- [BRIEF]: Omit the pictures and return every entry exactly as written.

- [Data items]:
>>>

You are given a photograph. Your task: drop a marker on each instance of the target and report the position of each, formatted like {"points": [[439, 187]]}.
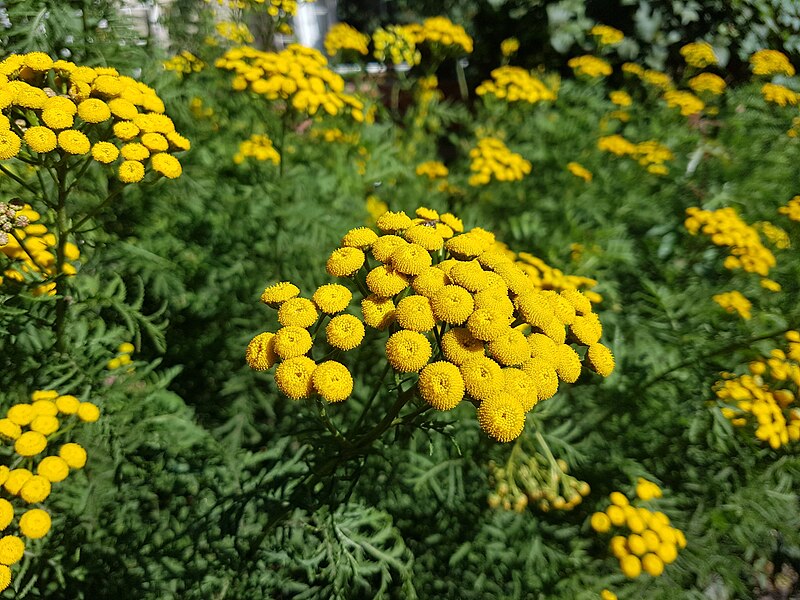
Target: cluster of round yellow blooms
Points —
{"points": [[509, 47], [590, 66], [123, 357], [579, 171], [652, 544], [435, 287], [767, 395], [606, 35], [771, 62], [515, 84], [492, 159], [779, 94], [734, 302], [432, 169], [792, 209], [184, 63], [726, 228], [699, 55], [32, 248], [344, 37], [530, 480], [297, 75], [59, 109], [259, 147], [441, 31], [707, 83], [396, 44]]}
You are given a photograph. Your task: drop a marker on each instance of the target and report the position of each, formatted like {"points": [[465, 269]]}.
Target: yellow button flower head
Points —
{"points": [[501, 416], [332, 381], [345, 332], [294, 377]]}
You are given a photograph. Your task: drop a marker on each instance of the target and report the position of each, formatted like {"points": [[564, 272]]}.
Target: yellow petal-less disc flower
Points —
{"points": [[344, 332], [53, 468], [73, 454], [441, 385], [332, 381], [501, 417], [30, 443], [408, 351], [294, 377]]}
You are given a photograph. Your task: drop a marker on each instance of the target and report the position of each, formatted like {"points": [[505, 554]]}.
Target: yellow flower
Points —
{"points": [[501, 416]]}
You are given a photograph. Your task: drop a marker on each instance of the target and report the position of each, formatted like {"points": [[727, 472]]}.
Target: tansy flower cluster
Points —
{"points": [[28, 427], [515, 84], [455, 298], [652, 543], [726, 228], [259, 147], [57, 110], [492, 159], [766, 396], [32, 248], [531, 479], [344, 37], [590, 66], [699, 55], [297, 75]]}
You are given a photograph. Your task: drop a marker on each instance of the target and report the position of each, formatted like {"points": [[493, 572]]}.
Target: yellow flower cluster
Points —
{"points": [[726, 228], [184, 63], [491, 158], [344, 37], [515, 84], [29, 427], [297, 75], [441, 31], [699, 55], [396, 44], [435, 285], [734, 302], [531, 478], [779, 94], [259, 147], [590, 66], [59, 109], [606, 35], [652, 544], [32, 247], [766, 396], [432, 169], [771, 62], [707, 82], [686, 101]]}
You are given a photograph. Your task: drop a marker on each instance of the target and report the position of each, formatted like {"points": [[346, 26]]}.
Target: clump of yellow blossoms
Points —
{"points": [[699, 55], [652, 543], [491, 159], [590, 66], [771, 62], [297, 75], [344, 37], [396, 44], [58, 110], [726, 228], [259, 147], [515, 84], [184, 63], [767, 395], [734, 302], [32, 248], [29, 428], [606, 35], [459, 299]]}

<<<

- [THE ANSWER]:
You are given a photograph. Your task: drop a marker on each instance of the target and report the position of each, formatted like {"points": [[439, 187]]}.
Target: cluster of round yellow blooms
Points —
{"points": [[509, 47], [590, 66], [123, 357], [579, 171], [652, 544], [435, 287], [767, 395], [606, 35], [771, 62], [515, 84], [492, 159], [779, 94], [734, 302], [432, 169], [792, 209], [184, 63], [726, 228], [699, 55], [32, 248], [344, 37], [530, 480], [297, 75], [59, 109], [259, 147], [441, 31], [707, 83], [396, 44]]}
You are given a photograph. Your task: drop a marker on each instance of the target and report the position of each, formatted like {"points": [[465, 269]]}.
Target: yellow button flower head
Points —
{"points": [[501, 416], [332, 381], [345, 332], [294, 377]]}
You are given a photograph. Your task: drop a marker on each instance of the target and report the position of each, formatted like {"points": [[564, 272]]}.
Target: yellow petal-less disc flower
Points —
{"points": [[344, 332], [53, 468], [73, 454], [441, 385], [332, 381], [501, 417], [30, 443], [408, 351], [294, 377]]}
You are given a photograph. Your task: drop a marker on each instance of the target and report the position of each, formatted like {"points": [[505, 554]]}.
Target: yellow flower
Points —
{"points": [[501, 416]]}
You are given a photograph. Your task: drop a marker on each instance of the target and report the position of each, formatted like {"points": [[727, 472]]}.
Target: tansy flower cluster
Points —
{"points": [[28, 427], [515, 84], [455, 298], [652, 543], [726, 228], [259, 147], [57, 110], [492, 159], [766, 396], [32, 248], [531, 479], [344, 37], [590, 66], [699, 55], [297, 75]]}
You are given a photograph. Your task: drop a marker on each instance of the target and report the position of each, formatted like {"points": [[493, 572]]}.
Target: yellow flower cluster
Points —
{"points": [[726, 228], [184, 63], [491, 158], [344, 37], [515, 84], [29, 427], [297, 75], [441, 31], [699, 55], [396, 44], [435, 285], [734, 302], [531, 478], [779, 94], [259, 147], [590, 66], [59, 109], [606, 35], [652, 544], [32, 247], [766, 396], [432, 169], [771, 62], [707, 82], [686, 101]]}
You are given a photograph. Your task: drop a marker on each instance of the target and report the position of each, formatted like {"points": [[346, 26]]}.
Target: clump of yellow blossoms
Points —
{"points": [[699, 55], [652, 543], [491, 159], [590, 66], [771, 62], [297, 75], [344, 37], [396, 44], [58, 110], [726, 228], [259, 147], [515, 84], [184, 63], [767, 395], [734, 302], [32, 248], [29, 428], [606, 35], [459, 299]]}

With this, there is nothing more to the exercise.